WHAT YOU HAVE TO DO
Please recast the listing below as a numbered list with one line per item, omitting any blank lines.
# START OF MATERIAL
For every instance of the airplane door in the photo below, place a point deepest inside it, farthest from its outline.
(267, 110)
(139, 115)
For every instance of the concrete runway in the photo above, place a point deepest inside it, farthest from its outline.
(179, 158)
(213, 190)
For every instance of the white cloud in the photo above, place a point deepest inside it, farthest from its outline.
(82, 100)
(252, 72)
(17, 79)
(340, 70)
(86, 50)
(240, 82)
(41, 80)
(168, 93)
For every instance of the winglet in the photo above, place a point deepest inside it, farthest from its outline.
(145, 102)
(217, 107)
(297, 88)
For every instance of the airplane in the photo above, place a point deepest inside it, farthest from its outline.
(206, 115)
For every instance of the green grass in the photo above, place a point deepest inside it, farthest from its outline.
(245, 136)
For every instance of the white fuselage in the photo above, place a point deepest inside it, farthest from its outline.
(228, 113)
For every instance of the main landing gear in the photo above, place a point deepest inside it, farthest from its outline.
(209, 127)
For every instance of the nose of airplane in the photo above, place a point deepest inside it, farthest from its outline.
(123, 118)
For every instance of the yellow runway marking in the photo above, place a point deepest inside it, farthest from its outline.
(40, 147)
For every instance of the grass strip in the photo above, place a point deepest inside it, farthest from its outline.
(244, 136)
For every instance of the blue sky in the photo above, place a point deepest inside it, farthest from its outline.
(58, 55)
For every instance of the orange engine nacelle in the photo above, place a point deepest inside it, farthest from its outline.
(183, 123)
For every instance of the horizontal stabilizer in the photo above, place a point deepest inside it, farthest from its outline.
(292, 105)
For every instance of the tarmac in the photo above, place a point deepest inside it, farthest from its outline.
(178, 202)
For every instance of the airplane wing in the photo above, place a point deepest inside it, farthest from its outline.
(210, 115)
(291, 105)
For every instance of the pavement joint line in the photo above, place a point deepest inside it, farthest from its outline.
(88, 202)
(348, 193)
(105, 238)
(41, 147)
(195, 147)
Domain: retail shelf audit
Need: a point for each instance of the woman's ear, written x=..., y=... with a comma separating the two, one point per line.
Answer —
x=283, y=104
# END OF MATERIAL
WRITTEN RESPONSE
1. For every instance of the airplane door in the photo below, place a point deepest inside it, farthest from its outline.
2. (267, 110)
3. (139, 115)
4. For every instance of the concrete runway in the photo above, place a point deepest inside it, farthest from its outline.
5. (179, 158)
6. (213, 190)
7. For every instance of the white cloud in the photo above, place a point deepest inside it, farthest from its outline.
8. (82, 100)
9. (252, 72)
10. (17, 79)
11. (340, 70)
12. (86, 50)
13. (240, 82)
14. (41, 80)
15. (168, 93)
16. For every instance of the winglet in the photo above, place a point deepest inside it, farthest from its outline.
17. (145, 102)
18. (217, 107)
19. (297, 88)
20. For every instance of the airplane in the photo above, place a point deepest inside it, farthest from its outline.
21. (206, 115)
22. For every instance of the green grass in the photo above, place a point deepest inside it, farthest from its outline.
23. (245, 136)
24. For every instance of the white fuselage in the photo above, place a point deepest inside it, farthest from its outline.
25. (228, 113)
26. For every instance of the main landing gear in the photo above, place a point deepest inside it, farthest from its outline.
27. (209, 127)
28. For every instance of the nose of airplane in the photo above, place a point deepest inside it, farthest from its outline.
29. (123, 118)
30. For every instance of the yellow runway marking in the photo above, place a point deepest inside it, farthest from its outline.
31. (40, 147)
32. For every instance of the grass strip in the photo above, place a point deepest inside it, farthest from its outline.
33. (244, 136)
34. For every instance of the blue sky in the photo above, place a point deepest inside it, farthest from its outline.
35. (58, 55)
36. For every instance of the orange engine nacelle in the photo above, place a point deepest inside it, farthest from its outline.
37. (183, 123)
38. For every instance of the horizontal stabilizer in the photo above, place a point deepest inside it, farthest from its outline.
39. (292, 105)
40. For every instance of the tarmac in the photo above, place a point deepest inside it, farthest from its outline.
41. (178, 202)
42. For every instance of the airplane wing in the photo above, place a point deepest inside it, farthest from its outline.
43. (210, 115)
44. (291, 105)
45. For every instance of the pavement joint line in the photo above, place a point deepest inside it, farthest from its outline.
46. (88, 202)
47. (348, 193)
48. (105, 238)
49. (41, 147)
50. (195, 147)
51. Domain: retail shelf audit
52. Need: a point for each instance of the woman's ear, written x=..., y=... with a comma separating the two, one point per line.
53. Answer —
54. x=283, y=104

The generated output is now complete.